Spatial localization data:
━━━━━━━━━━━━━━━━━━━━━━━━━━━━━━

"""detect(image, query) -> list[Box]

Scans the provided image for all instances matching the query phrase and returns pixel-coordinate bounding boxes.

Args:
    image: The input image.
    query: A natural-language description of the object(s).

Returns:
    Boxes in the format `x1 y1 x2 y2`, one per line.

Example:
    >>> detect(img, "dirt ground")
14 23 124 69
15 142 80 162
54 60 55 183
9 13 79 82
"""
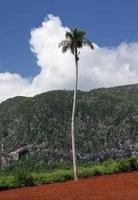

━━━━━━━━━━━━━━━━━━━━━━━━━━━━━━

*Exercise goal*.
Would you transcribe each of the entries exactly, skipping the pictures?

*Reply*.
"""detect(image, query) -> list[Box]

Scans the provided image for all instances matching the query phrase and returns pixel-coordinate bounding boxes.

Args:
    image: The input image.
    query: A natural-language description of the object(s).

Returns:
    Boxes in the format `x1 y1 x2 y2`, one per line.

Example:
    >>> detect(img, "dirt ground")
14 23 124 69
15 142 80 162
54 60 55 183
9 13 79 82
"""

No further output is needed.